[TASK TO CARRY OUT]: Pull every line with "appreciate" from the data.

[INFORMATION PROVIDED]:
——
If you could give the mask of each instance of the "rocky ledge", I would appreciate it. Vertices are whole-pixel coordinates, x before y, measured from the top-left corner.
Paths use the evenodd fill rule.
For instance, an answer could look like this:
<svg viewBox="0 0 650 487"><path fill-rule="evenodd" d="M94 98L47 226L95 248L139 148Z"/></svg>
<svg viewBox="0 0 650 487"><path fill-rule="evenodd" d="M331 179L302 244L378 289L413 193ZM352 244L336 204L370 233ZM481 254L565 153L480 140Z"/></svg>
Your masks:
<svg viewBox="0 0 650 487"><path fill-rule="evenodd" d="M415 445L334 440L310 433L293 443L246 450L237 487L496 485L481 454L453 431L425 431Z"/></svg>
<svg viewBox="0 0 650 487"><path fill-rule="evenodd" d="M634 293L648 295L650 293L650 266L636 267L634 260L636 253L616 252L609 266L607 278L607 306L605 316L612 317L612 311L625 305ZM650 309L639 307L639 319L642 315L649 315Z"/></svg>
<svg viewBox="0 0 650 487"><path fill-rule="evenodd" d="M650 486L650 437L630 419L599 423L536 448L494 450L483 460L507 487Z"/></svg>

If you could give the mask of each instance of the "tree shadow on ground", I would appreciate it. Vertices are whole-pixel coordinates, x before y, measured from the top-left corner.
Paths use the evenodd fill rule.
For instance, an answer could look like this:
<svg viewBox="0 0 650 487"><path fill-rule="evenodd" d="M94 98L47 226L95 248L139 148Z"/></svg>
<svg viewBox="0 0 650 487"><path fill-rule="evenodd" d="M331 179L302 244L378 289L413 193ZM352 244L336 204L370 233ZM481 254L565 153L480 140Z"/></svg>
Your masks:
——
[TASK RESULT]:
If you could give the mask of each instance of the "rocky ledge", I would appreciate it. Vertices are whole-pixel coordinates, x before y, measured from the top-left corner.
If you could give the mask of each instance of the "tree shadow on ground", I would appreciate it. Vertices are whole-pixel coordinates, x before y, measured from the top-left corner.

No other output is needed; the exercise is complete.